Work instructions:
[1] List every service that the commercial property forecast names as driving growth in the medical assets market.
[2] Rewrite the part of the commercial property forecast starting with "One of Australia’s" and going on through "2022-23 financial year.", changing "financial year" to "fiscal year".

*** Opening of Text excerpt ***

One of Australia’s leading commercial property analysts has given five predictions about what we can expect from the sub-$2 million commercial market in the 2022-23 financial year.
Ray White Commercial Head of Research Vanessa Rader said, first, there would be a lot of buying activity from industrial owner-occupiers. “With vacancies remaining historically low, owner-occupiers will continue to actively compete for assets to give their businesses accommodation certainty,” she said.
Second, Ms Rader said interest rate rises would drive first-time buyers out of the market. “We saw a large increase in first-timers making their first foray into commercial real estate last year, seeking out higher-returning assets to residential while moving up the risk curve. With financing likely to be more difficult over the next year, the spread to yield will see these investors move back to other investment types,” she said.
Third, tenanted investment properties would remain popular in 2022-23, according to Ms Rader. “Over the last few years we have seen the growth in ‘set and forget’ assets transacting, as buyers look for long-term, secure income streams,” she said, adding that “these assets will remain attractive to private investors”.
Fourth, Ms Rader said vacant assets would represent a new opportunity for experienced investors wanting to capitalise on changing market conditions. “Assets which are vacant or could be repositioned will be of interest to investors willing to get their hands dirty albeit at the right price,” she said.
Finally, the trend of both investors and owner-occupiers buying medical assets would continue, Ms Rader forecast. “This has been a growth market off the back of not just pathology and general practice, thanks to COVID-19, but also specialist services such sports medicine, cosmetic surgery and natural health services. Furthermore assets such as aged care and childcare which offer heavy government subsidies will also remain attractive,” she said.

*** Close of Text excerpt ***
*** Opening of Extracted records ***

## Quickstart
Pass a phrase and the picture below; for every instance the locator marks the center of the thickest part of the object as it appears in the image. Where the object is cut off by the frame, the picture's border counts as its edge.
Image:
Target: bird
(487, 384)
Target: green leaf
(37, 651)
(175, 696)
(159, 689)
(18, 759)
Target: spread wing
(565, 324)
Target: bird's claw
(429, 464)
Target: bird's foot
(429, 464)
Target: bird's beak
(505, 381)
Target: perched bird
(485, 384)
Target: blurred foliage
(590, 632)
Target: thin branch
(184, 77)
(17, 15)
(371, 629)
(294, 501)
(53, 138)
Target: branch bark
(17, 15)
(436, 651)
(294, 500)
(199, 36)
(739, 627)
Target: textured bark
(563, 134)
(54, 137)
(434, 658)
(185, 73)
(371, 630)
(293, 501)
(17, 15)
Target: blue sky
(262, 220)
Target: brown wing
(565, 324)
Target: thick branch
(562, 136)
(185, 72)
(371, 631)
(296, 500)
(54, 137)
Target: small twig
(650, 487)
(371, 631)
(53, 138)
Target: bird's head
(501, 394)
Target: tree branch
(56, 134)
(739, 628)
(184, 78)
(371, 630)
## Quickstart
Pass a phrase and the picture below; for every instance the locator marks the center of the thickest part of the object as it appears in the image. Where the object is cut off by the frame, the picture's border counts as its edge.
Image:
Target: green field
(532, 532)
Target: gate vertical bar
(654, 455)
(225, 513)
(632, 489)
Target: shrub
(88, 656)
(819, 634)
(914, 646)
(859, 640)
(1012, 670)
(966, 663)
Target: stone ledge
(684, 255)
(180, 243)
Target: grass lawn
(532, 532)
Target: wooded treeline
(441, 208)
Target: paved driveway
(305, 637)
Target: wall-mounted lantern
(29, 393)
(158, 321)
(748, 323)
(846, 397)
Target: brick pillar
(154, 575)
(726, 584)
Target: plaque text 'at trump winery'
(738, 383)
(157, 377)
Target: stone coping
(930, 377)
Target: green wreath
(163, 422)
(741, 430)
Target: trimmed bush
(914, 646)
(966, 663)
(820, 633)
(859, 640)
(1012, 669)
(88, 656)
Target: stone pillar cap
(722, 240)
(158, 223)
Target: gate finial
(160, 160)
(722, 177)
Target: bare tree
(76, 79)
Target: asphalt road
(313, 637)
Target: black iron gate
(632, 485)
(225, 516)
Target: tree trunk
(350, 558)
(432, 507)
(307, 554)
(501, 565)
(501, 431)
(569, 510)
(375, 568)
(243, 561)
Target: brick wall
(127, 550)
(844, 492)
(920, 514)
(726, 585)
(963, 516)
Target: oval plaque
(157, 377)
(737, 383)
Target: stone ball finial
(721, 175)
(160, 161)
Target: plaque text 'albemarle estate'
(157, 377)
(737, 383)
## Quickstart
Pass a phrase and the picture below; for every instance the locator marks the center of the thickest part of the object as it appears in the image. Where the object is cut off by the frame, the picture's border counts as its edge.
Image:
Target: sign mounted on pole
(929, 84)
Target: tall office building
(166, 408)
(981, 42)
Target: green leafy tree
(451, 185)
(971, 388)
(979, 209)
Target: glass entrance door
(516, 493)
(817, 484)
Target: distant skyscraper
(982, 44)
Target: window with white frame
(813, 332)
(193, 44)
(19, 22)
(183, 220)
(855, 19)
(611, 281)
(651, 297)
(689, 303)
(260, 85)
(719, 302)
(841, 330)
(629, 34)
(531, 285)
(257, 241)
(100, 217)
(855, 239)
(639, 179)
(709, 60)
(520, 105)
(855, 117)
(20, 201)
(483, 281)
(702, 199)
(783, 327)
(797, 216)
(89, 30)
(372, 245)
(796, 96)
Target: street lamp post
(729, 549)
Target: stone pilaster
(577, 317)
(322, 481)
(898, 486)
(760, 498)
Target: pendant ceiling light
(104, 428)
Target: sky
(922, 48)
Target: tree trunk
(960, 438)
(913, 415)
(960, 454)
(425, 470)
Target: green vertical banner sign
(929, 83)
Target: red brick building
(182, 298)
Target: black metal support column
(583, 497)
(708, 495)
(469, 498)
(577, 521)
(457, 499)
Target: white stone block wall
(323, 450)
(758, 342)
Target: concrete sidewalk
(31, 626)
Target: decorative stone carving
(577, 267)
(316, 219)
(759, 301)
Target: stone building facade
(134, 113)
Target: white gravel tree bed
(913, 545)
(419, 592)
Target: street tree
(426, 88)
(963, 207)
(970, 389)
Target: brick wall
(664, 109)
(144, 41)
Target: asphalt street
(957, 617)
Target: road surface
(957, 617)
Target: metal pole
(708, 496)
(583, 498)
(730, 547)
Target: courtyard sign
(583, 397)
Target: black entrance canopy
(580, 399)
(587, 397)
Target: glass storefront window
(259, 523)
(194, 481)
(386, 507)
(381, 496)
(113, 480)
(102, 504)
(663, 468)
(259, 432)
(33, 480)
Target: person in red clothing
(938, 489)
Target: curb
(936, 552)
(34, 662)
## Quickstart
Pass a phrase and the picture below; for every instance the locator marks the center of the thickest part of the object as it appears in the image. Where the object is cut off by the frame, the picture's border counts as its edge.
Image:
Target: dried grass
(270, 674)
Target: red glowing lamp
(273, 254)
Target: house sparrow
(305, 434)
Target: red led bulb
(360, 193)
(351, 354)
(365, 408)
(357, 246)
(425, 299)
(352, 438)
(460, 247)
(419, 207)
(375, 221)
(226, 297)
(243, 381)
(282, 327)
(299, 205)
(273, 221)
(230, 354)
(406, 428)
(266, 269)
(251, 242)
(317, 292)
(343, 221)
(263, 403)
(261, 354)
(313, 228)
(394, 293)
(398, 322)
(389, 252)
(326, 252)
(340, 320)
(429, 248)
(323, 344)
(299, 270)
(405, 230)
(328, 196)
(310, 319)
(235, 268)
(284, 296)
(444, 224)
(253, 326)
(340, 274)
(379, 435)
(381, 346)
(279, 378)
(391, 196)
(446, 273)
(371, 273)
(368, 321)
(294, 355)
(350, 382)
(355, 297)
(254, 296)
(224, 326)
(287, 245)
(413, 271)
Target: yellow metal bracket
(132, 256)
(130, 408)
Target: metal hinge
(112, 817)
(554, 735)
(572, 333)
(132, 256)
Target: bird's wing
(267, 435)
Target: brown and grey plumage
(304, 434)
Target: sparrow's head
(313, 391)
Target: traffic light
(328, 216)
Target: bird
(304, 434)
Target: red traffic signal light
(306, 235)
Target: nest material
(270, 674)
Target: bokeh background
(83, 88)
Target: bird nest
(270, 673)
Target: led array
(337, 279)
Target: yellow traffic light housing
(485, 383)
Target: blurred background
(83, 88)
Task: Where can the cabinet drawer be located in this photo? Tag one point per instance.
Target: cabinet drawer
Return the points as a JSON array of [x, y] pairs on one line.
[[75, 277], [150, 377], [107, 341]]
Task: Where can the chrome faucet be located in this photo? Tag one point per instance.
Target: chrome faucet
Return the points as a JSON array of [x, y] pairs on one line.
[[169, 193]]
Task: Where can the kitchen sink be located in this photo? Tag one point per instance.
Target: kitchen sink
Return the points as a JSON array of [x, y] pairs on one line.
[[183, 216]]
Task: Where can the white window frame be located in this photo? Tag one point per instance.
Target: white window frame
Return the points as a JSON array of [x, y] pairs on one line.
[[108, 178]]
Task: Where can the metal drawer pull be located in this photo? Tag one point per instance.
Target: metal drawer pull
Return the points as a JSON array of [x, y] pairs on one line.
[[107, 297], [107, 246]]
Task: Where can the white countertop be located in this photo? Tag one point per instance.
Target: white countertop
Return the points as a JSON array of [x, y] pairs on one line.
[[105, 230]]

*** Close of Extracted records ***

Activity answers:
[1] Pathology, general practice, sports medicine, cosmetic surgery, natural health services

[2]
One of Australia’s leading commercial property analysts has given five predictions about what we can expect from the sub-$2 million commercial market in the 2022-23 fiscal year.